**Given passage:**
• • • • •

The point of the Bulb, which houses a device known as a Van de Graaff Generator, was to generate a high voltage within the bulb of sufficient strength to propel a subatomic particle down a 47 foot tube, where it struck a target atom, smashing it apart. Without the bulb to cover the mushroom-shaped generator and tube, I imagine it would have been referred to by an altogether different name by creative Pittsburghers.
You might also know a Van de Graaff generator from your grade school classroom and that one girl with the really long hair who looked like a dandelion puff when she put her hands on it. Yep, that’s static electricity, which is the same stuff the Bulb used to smash atoms.

NUKES
The main purpose was to measure these reactions and to learn more about the nascent science of nuclear power generation. The bulb is credited with providing the evidence for photofission of uranium, a critical process in generating nuclear power. Unlike so many advances in the generation of nuclear power, the activities at the atom smasher were purely for civilian use, not military applications. I confess to a preference for technology designed to light peoples homes rather than obliterate them. The Ohio Valley has more to do with the history of nuclear power in the United States, but that will have to wait for Part 2.
WESTINGHOUSE!
Pittsburghers know that name, and probably lots of other people, too. It is the name of one of the biggest corporations in history, founded in 1886 by George Westinghouse, who was from Pittsburgh and started the company there. Westinghouse is no longer called that, having changed its name to the CBS Corporation after buying CBS and selling off everything that wasn’t connected to the whole broadcasting/entertainment thing. [2]
The Westinghouse I remember most clearly was the one David Letterman would complain about on his CBS show, as he railed against his corporate overlords. He had done the same thing at NBC, except the corporate overlord there was General Electric, Westinghouse’s biggest competitor (founded by George Westinghouse’s famous rival, Thomas Edison).

• • • • •

**Dataset entries:**
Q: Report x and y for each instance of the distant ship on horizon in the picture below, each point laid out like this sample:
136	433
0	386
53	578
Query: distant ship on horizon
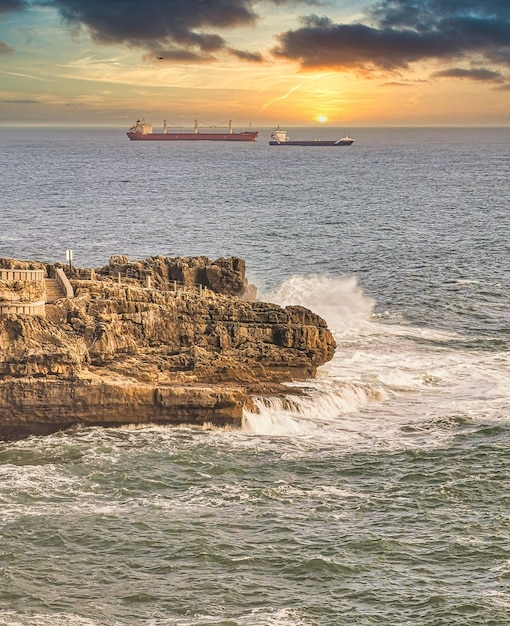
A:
142	131
280	138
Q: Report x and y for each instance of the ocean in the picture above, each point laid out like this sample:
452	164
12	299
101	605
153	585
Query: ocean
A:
378	497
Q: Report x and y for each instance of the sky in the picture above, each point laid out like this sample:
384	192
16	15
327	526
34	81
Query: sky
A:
343	63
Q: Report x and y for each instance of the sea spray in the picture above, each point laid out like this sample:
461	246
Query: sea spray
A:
340	301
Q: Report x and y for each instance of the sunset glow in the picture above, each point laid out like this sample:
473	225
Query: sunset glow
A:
360	63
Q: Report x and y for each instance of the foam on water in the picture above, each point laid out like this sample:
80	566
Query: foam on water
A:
412	374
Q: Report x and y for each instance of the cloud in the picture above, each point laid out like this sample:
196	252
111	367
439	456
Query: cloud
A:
5	49
481	74
398	33
8	6
253	57
182	28
20	101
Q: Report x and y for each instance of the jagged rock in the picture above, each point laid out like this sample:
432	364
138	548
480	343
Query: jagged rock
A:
122	353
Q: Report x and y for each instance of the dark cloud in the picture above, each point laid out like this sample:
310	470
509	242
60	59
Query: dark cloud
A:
5	49
187	28
253	57
480	74
8	6
398	33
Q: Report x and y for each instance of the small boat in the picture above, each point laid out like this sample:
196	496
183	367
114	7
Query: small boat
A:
280	138
141	131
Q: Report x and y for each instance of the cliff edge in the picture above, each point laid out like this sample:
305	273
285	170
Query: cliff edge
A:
162	340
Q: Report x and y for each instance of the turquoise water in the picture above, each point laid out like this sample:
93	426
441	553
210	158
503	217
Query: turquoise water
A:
380	496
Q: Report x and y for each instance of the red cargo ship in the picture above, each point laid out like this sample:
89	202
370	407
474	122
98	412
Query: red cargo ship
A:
142	131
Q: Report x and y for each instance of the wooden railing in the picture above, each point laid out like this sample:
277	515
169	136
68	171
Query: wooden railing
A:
16	274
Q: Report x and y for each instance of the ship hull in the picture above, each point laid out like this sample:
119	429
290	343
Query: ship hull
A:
246	136
317	142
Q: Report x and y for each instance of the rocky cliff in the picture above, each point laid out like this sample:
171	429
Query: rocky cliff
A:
161	341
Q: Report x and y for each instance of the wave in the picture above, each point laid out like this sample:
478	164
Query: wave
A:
384	378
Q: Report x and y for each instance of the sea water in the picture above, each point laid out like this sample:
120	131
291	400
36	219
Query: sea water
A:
377	496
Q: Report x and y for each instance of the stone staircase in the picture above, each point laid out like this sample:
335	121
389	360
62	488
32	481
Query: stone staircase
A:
53	290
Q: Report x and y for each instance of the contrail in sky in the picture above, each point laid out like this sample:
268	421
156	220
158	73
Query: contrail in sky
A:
284	97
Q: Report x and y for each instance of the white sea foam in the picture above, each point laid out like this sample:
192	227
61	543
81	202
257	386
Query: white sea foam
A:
382	378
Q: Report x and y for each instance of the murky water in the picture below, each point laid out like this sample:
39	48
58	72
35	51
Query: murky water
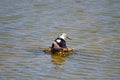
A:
28	26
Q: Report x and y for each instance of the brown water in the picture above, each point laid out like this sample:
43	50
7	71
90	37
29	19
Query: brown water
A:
28	26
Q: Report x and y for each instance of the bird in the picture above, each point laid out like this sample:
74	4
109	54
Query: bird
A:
59	44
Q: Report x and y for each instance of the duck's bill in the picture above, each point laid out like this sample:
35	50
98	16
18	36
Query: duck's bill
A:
69	38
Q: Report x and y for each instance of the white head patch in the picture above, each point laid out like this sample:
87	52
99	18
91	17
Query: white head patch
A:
63	36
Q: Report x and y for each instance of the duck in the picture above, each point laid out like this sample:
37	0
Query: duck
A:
59	45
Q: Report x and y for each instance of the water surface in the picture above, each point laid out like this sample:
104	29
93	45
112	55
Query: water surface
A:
28	26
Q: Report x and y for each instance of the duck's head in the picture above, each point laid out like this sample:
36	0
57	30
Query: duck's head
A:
64	36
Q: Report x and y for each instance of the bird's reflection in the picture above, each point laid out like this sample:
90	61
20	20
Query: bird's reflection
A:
60	57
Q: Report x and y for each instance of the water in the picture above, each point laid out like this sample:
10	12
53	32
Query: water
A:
28	26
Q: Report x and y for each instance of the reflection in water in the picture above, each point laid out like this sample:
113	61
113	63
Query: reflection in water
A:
58	60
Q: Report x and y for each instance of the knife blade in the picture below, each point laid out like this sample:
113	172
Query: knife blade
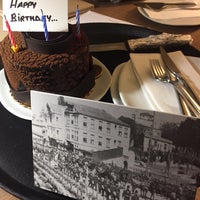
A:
175	70
150	42
160	5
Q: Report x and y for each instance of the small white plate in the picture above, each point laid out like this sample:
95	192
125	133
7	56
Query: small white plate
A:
130	91
102	84
191	21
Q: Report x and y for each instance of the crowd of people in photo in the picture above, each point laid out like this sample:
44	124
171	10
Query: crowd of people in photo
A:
72	173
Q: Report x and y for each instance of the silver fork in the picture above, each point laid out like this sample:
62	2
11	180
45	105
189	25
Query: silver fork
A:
161	73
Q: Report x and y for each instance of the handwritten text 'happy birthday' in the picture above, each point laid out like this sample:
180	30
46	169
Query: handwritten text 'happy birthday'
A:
17	17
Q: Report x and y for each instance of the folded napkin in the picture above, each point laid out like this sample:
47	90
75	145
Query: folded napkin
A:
176	15
162	96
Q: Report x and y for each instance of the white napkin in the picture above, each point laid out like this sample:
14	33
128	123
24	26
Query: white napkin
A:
177	14
92	17
162	96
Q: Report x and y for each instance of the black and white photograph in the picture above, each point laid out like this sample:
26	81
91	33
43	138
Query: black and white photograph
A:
92	150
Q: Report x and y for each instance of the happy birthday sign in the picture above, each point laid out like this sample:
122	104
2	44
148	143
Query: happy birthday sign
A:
24	15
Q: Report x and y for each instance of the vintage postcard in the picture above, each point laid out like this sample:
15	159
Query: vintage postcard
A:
88	149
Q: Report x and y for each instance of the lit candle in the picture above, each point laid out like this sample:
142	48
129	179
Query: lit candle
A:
46	34
78	23
14	46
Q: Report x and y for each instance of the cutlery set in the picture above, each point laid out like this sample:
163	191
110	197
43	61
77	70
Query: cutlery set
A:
171	74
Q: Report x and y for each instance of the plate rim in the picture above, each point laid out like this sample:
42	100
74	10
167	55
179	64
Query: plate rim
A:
144	14
19	110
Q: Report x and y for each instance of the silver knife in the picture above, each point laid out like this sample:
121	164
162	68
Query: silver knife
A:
152	41
174	69
160	5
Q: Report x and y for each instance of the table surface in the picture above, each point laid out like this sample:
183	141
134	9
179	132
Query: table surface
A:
128	12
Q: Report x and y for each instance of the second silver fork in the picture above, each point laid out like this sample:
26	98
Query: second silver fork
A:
161	73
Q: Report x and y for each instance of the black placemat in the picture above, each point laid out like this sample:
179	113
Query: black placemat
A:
16	174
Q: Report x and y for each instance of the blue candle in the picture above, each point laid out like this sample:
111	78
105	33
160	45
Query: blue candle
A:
46	34
78	22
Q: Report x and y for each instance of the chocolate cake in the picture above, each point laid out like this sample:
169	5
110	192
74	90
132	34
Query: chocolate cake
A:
61	65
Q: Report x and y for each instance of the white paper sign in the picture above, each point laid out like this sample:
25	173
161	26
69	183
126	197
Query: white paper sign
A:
24	15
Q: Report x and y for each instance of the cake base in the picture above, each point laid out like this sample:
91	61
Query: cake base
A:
80	90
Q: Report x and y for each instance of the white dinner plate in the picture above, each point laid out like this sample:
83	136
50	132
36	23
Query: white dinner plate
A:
102	84
130	91
191	21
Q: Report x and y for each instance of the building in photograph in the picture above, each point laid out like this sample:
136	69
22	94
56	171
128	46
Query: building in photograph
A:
86	128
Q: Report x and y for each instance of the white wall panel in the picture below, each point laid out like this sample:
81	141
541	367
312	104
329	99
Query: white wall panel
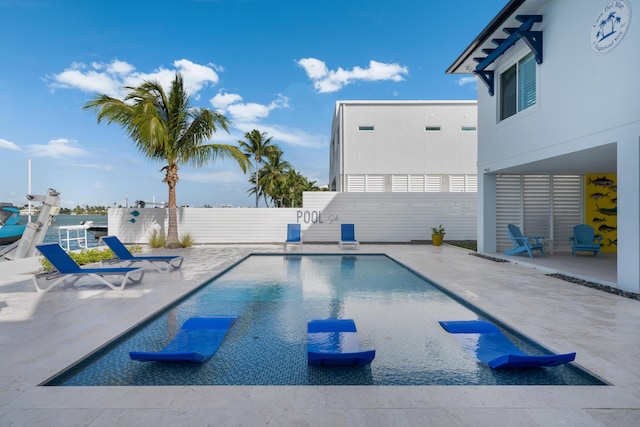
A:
378	217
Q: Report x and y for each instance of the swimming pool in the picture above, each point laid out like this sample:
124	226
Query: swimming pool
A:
395	309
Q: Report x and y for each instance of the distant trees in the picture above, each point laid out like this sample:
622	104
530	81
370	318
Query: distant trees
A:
257	145
277	182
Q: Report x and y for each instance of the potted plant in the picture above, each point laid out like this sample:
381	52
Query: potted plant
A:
437	234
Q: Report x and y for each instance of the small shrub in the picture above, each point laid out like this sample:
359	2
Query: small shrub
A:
157	240
186	241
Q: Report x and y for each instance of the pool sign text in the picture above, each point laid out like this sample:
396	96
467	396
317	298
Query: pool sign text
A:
309	217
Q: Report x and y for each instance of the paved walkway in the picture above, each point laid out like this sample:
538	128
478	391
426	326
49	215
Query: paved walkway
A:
42	334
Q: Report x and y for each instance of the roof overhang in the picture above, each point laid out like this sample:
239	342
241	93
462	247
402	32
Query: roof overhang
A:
492	37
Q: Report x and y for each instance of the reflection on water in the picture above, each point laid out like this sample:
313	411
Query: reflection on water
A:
395	310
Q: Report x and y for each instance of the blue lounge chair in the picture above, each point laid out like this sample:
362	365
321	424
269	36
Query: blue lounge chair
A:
162	263
332	342
585	239
348	236
486	343
66	268
294	236
196	341
522	244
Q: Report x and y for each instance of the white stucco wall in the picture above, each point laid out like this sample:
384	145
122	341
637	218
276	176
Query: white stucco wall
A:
399	143
584	99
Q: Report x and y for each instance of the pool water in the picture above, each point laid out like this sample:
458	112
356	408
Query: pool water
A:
396	312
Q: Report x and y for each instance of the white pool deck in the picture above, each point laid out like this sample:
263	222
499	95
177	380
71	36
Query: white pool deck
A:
42	334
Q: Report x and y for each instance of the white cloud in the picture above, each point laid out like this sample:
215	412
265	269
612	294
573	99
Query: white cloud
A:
222	100
110	78
230	103
315	68
57	149
9	145
325	80
463	81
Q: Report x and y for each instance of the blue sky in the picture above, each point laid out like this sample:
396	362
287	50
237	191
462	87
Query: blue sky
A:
276	66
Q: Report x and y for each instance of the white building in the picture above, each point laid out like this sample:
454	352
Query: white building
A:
404	146
559	98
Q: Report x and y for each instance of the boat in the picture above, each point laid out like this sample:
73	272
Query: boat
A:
10	230
98	230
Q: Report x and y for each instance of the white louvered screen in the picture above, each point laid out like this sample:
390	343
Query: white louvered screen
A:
374	183
355	183
399	183
472	183
508	207
456	183
416	183
433	184
543	205
537	206
567	209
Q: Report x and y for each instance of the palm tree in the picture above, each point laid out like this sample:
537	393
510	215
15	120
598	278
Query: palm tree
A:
257	145
272	175
167	129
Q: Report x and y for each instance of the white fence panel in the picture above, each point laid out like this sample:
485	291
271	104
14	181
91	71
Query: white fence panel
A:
378	217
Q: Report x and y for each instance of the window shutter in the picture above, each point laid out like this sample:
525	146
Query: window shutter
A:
508	93
527	83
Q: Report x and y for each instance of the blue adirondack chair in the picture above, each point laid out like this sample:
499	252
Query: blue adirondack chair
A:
585	239
522	243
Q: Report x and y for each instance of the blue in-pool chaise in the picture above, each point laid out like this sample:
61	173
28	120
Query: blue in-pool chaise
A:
335	342
197	340
485	341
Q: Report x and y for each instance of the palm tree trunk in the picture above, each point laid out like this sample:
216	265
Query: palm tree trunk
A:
172	179
256	177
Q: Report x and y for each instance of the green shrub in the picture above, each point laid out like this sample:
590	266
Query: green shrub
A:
186	241
157	240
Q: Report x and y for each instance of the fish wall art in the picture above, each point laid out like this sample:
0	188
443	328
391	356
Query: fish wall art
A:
601	208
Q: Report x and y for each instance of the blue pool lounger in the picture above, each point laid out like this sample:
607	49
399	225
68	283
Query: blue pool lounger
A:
485	341
332	342
197	340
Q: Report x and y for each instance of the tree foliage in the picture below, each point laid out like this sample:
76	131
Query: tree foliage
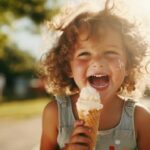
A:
13	61
35	9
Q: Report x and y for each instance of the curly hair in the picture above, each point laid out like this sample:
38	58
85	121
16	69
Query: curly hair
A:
56	61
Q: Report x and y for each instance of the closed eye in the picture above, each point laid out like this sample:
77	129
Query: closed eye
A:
111	53
83	54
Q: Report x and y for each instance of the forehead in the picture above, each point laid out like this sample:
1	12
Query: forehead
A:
106	36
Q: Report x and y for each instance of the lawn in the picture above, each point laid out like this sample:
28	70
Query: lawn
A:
22	109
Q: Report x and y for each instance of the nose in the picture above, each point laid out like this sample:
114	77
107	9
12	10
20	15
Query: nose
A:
98	63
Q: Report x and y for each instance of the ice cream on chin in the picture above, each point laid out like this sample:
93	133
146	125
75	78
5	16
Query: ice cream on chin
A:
89	107
89	99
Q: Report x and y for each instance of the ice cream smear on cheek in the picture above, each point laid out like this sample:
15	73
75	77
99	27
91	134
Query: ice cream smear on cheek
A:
89	99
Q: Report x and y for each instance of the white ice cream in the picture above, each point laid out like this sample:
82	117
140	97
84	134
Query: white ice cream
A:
89	99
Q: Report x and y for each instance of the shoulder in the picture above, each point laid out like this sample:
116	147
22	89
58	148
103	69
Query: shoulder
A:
142	122
142	115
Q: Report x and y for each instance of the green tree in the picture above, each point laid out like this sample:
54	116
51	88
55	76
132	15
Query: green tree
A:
13	61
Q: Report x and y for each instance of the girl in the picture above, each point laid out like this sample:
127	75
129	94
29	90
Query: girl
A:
104	51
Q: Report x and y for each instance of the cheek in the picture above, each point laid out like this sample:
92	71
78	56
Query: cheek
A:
78	68
118	64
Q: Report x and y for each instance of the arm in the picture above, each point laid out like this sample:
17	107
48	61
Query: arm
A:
142	125
49	127
79	139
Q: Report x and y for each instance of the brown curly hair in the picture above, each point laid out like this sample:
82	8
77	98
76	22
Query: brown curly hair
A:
56	61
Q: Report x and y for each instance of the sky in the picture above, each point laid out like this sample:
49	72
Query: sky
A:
33	43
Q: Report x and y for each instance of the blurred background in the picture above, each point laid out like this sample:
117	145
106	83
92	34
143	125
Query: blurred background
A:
22	93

• • • • •

**Assignment A:** Repeat, word for word, the part of the atom smasher passage that opens with the words containing "Pittsburghers know that" and closes with "rival, Thomas Edison).".
**Assignment B:**
Answer these questions from the atom smasher passage:
(i) How long was the tube the subatomic particle was propelled down?
(ii) In what year was Westinghouse founded?
(iii) What process is the bulb credited with providing evidence for?
The listing is separate material, apart from the atom smasher passage.

**Answer A:**
Pittsburghers know that name, and probably lots of other people, too. It is the name of one of the biggest corporations in history, founded in 1886 by George Westinghouse, who was from Pittsburgh and started the company there. Westinghouse is no longer called that, having changed its name to the CBS Corporation after buying CBS and selling off everything that wasn’t connected to the whole broadcasting/entertainment thing. [2]
The Westinghouse I remember most clearly was the one David Letterman would complain about on his CBS show, as he railed against his corporate overlords. He had done the same thing at NBC, except the corporate overlord there was General Electric, Westinghouse’s biggest competitor (founded by George Westinghouse’s famous rival, Thomas Edison).

**Answer B:**
(i) 47 feet
(ii) 1886
(iii) Photofission of uranium